> **Dataset excerpts**:

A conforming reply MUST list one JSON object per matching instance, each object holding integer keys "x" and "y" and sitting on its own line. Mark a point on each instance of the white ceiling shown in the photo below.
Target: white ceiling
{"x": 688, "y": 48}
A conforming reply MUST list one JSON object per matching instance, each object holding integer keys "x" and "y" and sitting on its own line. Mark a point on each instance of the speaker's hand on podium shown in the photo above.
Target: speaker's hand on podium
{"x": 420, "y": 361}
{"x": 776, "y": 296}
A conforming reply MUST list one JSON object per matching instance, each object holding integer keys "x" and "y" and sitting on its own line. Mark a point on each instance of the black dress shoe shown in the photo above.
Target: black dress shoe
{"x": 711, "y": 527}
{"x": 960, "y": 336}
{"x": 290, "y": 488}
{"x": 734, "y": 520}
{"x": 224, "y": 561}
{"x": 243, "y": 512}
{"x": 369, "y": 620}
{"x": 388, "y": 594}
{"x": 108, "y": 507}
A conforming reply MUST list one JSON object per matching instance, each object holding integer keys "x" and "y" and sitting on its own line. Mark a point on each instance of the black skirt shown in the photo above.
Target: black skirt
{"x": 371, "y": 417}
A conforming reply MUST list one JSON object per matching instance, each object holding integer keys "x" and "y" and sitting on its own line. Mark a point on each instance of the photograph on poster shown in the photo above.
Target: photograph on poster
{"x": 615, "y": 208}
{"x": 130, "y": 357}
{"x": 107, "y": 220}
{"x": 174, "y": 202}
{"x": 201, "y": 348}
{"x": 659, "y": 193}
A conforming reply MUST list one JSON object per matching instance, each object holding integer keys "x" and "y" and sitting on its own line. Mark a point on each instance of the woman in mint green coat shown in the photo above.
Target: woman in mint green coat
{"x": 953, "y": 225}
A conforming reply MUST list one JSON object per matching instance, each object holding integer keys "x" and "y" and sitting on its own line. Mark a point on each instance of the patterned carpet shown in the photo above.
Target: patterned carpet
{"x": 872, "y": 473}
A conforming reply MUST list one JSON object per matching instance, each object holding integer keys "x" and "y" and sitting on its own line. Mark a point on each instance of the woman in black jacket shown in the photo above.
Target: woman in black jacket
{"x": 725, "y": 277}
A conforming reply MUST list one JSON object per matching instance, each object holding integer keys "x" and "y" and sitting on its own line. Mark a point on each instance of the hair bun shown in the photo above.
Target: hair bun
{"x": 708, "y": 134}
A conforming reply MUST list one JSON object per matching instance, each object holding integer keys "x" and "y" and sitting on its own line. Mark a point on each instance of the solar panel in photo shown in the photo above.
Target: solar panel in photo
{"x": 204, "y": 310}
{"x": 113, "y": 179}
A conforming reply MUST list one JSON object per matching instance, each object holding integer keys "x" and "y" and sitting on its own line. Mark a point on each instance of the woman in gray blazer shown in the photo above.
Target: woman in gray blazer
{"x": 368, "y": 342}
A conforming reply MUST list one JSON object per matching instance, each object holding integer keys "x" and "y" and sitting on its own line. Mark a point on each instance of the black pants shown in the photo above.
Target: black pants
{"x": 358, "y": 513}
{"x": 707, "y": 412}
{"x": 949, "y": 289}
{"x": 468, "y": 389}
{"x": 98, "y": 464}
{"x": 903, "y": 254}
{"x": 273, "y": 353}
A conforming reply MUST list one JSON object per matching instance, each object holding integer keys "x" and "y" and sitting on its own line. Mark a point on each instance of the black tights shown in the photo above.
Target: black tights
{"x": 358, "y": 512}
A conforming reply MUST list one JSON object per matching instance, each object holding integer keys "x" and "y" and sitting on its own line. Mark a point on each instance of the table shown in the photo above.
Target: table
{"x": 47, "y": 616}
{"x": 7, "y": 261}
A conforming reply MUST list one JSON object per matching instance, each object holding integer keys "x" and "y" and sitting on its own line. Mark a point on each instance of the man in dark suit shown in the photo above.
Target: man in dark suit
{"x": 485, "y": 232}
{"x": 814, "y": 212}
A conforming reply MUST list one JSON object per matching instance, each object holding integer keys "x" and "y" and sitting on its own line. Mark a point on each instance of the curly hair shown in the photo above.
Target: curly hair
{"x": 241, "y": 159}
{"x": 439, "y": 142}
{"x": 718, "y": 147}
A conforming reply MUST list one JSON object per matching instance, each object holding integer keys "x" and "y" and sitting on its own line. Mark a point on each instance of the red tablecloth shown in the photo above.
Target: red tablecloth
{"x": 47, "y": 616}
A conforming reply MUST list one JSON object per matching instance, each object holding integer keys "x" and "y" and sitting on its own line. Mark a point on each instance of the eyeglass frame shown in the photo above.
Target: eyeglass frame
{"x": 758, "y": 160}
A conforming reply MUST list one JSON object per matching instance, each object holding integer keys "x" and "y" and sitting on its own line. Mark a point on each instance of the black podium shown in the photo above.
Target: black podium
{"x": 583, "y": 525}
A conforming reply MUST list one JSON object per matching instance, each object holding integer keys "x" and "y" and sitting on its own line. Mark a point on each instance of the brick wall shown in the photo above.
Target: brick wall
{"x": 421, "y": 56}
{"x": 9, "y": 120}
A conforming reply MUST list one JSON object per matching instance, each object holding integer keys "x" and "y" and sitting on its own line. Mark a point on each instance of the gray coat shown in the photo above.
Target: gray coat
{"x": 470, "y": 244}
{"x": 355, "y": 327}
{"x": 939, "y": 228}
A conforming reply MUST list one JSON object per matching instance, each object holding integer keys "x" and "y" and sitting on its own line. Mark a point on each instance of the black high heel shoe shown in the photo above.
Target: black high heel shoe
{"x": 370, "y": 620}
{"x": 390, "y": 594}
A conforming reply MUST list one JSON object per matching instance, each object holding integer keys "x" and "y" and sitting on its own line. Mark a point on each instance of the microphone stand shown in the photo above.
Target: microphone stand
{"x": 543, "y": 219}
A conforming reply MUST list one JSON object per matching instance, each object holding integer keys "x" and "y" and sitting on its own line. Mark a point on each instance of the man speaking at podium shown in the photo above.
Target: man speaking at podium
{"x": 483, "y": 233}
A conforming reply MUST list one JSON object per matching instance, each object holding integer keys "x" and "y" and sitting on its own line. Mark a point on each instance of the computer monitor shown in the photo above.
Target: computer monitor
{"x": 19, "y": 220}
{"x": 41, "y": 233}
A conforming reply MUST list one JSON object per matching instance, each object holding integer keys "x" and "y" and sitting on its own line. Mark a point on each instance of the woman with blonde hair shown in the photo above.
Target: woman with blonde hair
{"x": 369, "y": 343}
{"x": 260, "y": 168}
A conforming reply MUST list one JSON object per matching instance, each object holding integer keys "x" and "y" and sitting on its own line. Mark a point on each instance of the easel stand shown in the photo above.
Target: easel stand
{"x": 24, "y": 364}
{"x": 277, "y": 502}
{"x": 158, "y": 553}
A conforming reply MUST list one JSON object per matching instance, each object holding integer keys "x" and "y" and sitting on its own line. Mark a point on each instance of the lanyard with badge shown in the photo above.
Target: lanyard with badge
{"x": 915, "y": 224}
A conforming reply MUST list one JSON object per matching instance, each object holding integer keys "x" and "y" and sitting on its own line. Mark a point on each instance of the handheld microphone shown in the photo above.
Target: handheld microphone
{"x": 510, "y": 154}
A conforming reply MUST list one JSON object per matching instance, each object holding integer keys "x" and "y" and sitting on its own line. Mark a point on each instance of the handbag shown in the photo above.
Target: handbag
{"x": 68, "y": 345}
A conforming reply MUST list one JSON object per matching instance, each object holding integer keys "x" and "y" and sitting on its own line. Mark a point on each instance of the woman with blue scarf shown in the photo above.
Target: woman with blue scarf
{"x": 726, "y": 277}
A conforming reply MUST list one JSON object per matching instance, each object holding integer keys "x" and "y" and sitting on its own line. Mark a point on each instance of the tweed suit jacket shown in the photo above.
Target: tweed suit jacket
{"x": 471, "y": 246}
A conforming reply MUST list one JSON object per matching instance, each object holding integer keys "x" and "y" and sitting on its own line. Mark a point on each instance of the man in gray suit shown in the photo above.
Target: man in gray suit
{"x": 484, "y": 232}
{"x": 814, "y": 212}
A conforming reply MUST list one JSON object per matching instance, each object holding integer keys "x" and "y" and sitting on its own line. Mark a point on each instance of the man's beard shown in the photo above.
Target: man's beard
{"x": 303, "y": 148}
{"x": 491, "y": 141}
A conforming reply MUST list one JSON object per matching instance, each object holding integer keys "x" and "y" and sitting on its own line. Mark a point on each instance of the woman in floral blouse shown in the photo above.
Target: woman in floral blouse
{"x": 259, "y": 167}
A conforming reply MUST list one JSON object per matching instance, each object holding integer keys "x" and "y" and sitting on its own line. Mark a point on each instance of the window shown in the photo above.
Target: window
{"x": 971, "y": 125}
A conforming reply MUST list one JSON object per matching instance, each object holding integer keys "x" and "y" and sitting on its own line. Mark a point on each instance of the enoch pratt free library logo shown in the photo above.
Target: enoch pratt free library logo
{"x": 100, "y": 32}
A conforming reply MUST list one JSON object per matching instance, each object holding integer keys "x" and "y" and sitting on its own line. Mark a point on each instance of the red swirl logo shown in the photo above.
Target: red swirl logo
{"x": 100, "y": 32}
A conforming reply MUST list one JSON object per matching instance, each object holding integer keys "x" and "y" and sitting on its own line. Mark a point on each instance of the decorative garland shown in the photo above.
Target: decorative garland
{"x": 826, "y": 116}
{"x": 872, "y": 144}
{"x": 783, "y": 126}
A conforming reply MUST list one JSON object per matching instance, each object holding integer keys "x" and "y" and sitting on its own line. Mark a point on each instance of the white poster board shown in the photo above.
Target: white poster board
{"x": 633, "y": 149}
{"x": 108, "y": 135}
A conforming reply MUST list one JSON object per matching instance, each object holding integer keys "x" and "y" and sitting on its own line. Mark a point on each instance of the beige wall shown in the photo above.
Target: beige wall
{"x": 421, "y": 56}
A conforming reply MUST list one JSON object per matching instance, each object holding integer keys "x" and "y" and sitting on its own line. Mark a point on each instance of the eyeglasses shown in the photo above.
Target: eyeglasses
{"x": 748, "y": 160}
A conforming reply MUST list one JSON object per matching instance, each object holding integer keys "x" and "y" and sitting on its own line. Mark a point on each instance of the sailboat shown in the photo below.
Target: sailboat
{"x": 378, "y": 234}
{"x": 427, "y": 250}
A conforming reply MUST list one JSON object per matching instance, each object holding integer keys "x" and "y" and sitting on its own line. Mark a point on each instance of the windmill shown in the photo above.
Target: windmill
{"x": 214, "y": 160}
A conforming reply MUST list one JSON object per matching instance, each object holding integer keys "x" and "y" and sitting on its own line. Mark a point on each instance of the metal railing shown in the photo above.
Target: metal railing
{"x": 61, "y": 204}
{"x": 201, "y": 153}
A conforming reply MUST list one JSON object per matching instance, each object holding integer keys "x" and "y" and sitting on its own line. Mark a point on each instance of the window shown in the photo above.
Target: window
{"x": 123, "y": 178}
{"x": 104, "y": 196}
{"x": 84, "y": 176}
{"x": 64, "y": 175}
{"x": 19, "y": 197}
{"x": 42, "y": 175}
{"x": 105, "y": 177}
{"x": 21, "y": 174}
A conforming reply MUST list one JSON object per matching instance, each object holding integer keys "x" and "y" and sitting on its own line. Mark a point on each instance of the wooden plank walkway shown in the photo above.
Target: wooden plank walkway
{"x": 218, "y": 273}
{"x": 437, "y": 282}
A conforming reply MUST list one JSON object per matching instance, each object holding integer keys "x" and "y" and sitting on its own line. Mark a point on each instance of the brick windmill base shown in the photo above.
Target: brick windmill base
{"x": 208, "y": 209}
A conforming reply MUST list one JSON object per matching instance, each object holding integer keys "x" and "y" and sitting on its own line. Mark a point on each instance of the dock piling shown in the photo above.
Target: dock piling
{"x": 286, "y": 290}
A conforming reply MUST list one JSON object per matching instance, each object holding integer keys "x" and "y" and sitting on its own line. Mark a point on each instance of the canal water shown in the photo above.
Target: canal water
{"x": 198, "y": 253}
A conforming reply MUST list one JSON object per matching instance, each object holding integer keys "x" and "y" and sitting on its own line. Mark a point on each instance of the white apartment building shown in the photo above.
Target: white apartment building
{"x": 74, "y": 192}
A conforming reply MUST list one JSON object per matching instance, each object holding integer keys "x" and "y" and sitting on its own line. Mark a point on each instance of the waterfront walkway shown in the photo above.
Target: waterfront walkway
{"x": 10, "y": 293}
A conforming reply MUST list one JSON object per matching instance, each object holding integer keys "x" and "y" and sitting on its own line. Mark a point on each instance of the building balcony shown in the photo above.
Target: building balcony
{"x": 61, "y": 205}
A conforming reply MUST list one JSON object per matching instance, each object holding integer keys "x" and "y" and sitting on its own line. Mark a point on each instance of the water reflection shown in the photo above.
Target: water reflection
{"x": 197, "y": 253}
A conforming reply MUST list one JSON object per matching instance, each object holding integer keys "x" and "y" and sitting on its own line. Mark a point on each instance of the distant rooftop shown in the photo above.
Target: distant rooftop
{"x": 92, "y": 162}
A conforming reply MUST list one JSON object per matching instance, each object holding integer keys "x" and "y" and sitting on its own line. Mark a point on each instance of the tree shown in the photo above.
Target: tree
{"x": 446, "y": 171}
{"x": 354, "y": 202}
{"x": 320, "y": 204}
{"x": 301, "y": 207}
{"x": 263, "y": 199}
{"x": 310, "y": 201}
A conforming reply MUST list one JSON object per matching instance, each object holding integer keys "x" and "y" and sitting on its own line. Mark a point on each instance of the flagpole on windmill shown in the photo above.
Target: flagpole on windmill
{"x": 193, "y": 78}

> **Problem to work on**:
Reproduce every line of the entries above, unchanged, from the very first one down to and including the line containing "dress shoe shown in the photo above.".

> **Written answer**:
A conforming reply MUST list one JSON object per matching instance, each object holding integer keys "x" and "y" and sitting on its own line. Mark a point on each instance of the white ceiling shown in the photo below.
Target: white ceiling
{"x": 688, "y": 48}
A conforming reply MUST list one JSON object per matching instance, each object holding integer keys "x" and "y" and sitting on its own line. Mark a point on each instance of the speaker's hand on podium shown in the photo above.
Target: speaker's hand on podium
{"x": 420, "y": 361}
{"x": 776, "y": 296}
A conforming reply MUST list one JSON object per matching instance, each object holding integer keys "x" and "y" and sitting on its own line. Mark a point on each instance of the black dress shoe shown in the photo above.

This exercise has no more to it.